**WHAT YOU NEED TO DO:** Please return every line of the records that contains the word "white".

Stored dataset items
______
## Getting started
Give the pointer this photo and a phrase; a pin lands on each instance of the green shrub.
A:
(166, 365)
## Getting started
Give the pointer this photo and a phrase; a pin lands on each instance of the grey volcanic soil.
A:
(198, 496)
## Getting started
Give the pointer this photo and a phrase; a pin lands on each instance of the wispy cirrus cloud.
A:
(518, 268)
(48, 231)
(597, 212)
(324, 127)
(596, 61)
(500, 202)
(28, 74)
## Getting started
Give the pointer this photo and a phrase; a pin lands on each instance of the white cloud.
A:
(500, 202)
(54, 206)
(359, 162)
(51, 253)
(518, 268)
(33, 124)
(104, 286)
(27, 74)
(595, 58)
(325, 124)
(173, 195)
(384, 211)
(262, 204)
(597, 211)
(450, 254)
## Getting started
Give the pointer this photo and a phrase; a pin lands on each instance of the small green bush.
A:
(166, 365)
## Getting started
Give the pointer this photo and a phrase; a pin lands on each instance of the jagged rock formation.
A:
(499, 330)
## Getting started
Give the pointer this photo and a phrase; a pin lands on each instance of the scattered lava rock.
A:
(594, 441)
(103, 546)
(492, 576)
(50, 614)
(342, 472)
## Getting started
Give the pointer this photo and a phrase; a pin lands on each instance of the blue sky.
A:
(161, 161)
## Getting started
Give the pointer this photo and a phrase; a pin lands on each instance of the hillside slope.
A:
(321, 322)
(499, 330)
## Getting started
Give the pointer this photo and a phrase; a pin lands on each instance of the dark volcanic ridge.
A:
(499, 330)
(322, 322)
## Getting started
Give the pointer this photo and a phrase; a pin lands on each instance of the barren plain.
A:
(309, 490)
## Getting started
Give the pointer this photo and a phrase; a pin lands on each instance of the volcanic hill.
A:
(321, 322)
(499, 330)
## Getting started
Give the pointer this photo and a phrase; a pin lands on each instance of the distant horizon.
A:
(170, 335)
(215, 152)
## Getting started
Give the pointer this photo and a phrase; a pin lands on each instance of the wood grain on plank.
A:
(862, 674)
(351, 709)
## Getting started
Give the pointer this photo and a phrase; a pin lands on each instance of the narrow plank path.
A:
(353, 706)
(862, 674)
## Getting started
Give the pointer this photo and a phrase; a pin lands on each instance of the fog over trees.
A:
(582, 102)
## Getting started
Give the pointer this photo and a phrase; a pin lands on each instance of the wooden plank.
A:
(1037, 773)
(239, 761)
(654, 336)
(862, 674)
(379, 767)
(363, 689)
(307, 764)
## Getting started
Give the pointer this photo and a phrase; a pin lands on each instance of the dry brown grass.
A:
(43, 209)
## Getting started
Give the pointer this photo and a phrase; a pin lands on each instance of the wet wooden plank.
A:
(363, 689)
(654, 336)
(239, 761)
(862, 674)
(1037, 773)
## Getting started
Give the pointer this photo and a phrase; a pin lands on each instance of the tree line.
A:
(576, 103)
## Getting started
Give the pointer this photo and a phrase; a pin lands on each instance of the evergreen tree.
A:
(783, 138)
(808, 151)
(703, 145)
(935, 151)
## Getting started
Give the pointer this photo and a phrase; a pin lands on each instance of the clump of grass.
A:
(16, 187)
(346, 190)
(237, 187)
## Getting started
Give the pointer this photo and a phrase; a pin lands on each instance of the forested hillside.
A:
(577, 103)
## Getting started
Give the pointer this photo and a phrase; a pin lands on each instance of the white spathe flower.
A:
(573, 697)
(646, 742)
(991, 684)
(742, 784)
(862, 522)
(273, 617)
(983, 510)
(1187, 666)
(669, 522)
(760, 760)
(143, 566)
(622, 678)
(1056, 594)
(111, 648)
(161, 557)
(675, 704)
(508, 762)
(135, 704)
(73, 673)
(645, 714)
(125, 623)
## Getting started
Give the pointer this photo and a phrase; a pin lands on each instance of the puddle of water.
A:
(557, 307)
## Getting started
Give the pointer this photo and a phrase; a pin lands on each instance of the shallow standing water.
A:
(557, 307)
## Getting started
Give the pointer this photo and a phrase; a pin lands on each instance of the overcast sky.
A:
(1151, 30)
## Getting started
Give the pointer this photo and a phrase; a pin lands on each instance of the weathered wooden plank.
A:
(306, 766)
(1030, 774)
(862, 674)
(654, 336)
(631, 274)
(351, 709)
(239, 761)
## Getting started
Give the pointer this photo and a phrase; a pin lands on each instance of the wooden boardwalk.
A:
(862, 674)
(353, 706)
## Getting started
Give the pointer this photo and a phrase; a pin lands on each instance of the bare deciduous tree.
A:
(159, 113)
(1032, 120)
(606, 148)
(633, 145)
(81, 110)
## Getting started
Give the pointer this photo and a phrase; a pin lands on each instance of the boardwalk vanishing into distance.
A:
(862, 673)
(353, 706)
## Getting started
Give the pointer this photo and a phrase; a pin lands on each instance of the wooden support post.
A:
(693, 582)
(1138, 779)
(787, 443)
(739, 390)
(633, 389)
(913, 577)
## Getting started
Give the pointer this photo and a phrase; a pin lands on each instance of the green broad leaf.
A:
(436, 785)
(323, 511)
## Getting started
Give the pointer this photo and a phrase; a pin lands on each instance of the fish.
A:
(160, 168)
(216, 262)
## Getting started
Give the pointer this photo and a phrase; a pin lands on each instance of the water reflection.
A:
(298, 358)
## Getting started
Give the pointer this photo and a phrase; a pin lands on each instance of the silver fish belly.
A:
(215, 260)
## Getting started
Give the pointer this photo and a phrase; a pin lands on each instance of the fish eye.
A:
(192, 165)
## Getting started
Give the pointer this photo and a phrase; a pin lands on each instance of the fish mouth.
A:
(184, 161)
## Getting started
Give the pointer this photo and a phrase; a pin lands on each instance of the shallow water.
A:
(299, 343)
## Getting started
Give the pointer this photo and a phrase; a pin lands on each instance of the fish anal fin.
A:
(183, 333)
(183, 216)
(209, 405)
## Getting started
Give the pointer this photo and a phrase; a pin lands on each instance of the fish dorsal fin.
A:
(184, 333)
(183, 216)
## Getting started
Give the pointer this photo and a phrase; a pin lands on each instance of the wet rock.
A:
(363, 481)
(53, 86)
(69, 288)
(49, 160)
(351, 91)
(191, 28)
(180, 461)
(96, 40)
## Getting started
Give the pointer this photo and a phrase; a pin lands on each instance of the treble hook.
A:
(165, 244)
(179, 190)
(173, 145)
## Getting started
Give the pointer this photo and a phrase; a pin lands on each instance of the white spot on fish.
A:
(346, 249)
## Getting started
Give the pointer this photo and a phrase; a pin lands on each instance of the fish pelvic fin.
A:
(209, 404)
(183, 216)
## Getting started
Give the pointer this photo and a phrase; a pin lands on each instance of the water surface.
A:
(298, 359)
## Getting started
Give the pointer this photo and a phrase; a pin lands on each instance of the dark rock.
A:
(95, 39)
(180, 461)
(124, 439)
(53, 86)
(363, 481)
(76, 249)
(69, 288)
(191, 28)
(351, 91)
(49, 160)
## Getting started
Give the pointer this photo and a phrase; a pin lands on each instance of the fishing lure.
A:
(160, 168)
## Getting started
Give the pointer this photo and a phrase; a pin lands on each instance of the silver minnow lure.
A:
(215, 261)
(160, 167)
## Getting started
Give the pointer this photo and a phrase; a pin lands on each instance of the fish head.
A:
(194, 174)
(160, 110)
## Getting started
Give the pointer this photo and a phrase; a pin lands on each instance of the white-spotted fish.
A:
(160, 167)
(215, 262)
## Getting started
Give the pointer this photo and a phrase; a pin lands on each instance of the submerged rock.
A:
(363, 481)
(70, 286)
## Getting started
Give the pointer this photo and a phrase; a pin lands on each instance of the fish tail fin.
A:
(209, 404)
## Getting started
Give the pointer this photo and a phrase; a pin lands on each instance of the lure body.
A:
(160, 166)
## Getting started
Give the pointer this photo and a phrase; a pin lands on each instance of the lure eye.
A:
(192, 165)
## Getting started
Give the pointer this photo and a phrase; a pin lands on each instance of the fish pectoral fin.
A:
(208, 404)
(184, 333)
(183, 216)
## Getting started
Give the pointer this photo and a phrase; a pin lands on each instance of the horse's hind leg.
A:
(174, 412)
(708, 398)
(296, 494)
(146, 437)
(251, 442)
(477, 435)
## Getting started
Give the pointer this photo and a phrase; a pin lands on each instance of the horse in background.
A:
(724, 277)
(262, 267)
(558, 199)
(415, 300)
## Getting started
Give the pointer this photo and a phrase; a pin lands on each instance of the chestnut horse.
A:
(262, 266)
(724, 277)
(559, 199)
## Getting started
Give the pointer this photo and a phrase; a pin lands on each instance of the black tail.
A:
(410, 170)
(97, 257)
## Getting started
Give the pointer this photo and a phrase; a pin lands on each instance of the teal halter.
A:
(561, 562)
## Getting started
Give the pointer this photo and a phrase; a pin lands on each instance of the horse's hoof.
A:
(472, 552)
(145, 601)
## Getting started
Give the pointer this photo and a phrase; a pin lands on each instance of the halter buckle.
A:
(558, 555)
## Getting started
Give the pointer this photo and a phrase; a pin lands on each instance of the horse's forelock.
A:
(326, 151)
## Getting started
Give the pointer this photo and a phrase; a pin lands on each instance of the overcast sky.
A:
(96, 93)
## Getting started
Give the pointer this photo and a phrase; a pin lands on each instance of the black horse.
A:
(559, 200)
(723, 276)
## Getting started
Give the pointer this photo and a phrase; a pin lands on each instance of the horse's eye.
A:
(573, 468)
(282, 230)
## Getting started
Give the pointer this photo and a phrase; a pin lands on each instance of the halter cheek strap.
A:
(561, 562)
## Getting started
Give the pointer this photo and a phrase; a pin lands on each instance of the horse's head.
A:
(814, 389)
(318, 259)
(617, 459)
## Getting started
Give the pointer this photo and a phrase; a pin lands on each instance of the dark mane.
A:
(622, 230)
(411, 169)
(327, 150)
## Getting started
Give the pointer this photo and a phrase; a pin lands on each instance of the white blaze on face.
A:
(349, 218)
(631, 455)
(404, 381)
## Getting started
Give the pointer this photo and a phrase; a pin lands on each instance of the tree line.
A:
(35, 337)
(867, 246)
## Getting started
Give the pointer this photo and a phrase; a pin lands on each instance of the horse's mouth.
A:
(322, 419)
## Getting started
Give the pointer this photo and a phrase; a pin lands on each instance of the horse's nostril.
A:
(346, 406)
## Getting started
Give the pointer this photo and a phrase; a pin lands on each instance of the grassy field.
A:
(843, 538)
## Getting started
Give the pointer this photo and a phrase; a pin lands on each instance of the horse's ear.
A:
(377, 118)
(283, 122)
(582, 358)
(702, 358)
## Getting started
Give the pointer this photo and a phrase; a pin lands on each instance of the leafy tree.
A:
______
**SOLUTION TO THIS PROBLEM:**
Give the pointer this photo and a phrase; a pin lands on each instance of the white cloud.
Give the pointer this photo and a phrase; a pin lands on each instance of the white spathe flower.
Give the pointer this photo and a phrase; a pin lands on each instance of the white spot on fish.
Give the pointer this photo and a phrase; a pin lands on each instance of the white-spotted fish.
Give the pointer this photo and a phrase; a pin lands on each instance of the white blaze on face.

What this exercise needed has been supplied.